Python 期物之 concurrent.futures.Future

Python 期物用在异步编程，所谓期物指的是排定的执行事件。Python 3.4起

总结
- 1、期物处理并发只涉及到三个对象，一个是期物(concurrent.futures.Future)，一个是执行器(concurrent.futures.Executor)，还有一个是 _WorkItem类
  - 1)期物对象：本身不涉及多线程，多进程或者yield等语法，其只是一个具有运行状态和运行结果以及可添加回调函数的类
  - 2)_WorkItem 对象：真正被添加到任务队列的对象。将一个需执行的函数，期物实例化成一个 _WorkItem 对象。通过 run 方法执行，run 方法负责标记期物的状态，执行函数，将执行结果赋值给期物。
  - 3)执行器：有两个方法 map, submit
    - submit 接收一个函数，期物，生成 _WorkItem 对象，并将该对象添加到任务队列中。每调用 submit 方法都会调整处理队列的线程个数，如果当前运行线程数小于执行器设置的最大执行线程数，则新建一个线程去处理任务队列。返回值为期物对象
    - map 方法，使用 submit 迭代执行器要执行函数的参数列表，返回一个期物列表。遍历期物列表，使用 yield 去接收每个期物对象的result属性。
- 2、任务队列的运行：
  - 1)每个线程均执行 _worker()方法
  - 2)任务队列 work_queue 使用 queue.Queue() 存储

循环执行 work_queue.get 得到的 _WorkItem 对象，直到获取的对象为 None

Future 源码

class Future(object):
    # 表征了异步计算的结果

    def __init__(self):
        # 初始化 future 实例，不应该通过用户端调用
        self._condition = threading.Condition()  # condition是条件锁
        self._state = PENDING
        self._result = None
        self._exception = None
        self._waiters = []
        self._done_callbacks = []

    # 回调
    def _invoke_callbacks(self):
        for callback in self._done_callbacks:
            try:
                callback(self)
            except Exception:
                LOGGER.exception('exception calling callback for %r', self)

    # 格式化输出对象
    def __repr__(self):
        with self._condition:
            if self._state == FINISHED:
                if self._exception:
                    return '<%s at %#x state=%s raised %s>' % (
                        self.__class__.__name__,
                        id(self),
                        _STATE_TO_DESCRIPTION_MAP[self._state],
                        self._exception.__class__.__name__)
                else:
                    return '<%s at %#x state=%s returned %s>' % (
                        self.__class__.__name__,
                        id(self),
                        _STATE_TO_DESCRIPTION_MAP[self._state],
                        self._result.__class__.__name__)
            return '<%s at %#x state=%s>' % (
                    self.__class__.__name__,
                    id(self),
                   _STATE_TO_DESCRIPTION_MAP[self._state])

    def cancel(self):
        # 取消期物的调用，取消成功返回 Ture，其余返回 False。

(一组数据)
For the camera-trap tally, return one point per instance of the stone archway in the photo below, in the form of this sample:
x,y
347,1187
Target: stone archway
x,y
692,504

任务目标 ->
- a) 从讲 Python 期物的原文中摘录“- 3)执行器：有两个方法 map, submit”到“迭代执行器要执行函数的参数列表，返回一个期物列表。遍历期物列表，使用 yield 去接收每个期物对象的result属性。”这一段，一字不改。
- b) 把上面的全部记录逐行照抄，不做任何改动。

作答内容 ->
- a)
- 3)执行器：有两个方法 map, submit
    - submit 接收一个函数，期物，生成 _WorkItem 对象，并将该对象添加到任务队列中。每调用 submit 方法都会调整处理队列的线程个数，如果当前运行线程数小于执行器设置的最大执行线程数，则新建一个线程去处理任务队列。返回值为期物对象
    - map 方法，使用 submit 迭代执行器要执行函数的参数列表，返回一个期物列表。遍历期物列表，使用 yield 去接收每个期物对象的result属性。

- b)
For the camera-trap tally, return one point per instance of the stone archway in the photo below, in the form of this sample:
x,y
347,1187
Target: stone archway
x,y
692,504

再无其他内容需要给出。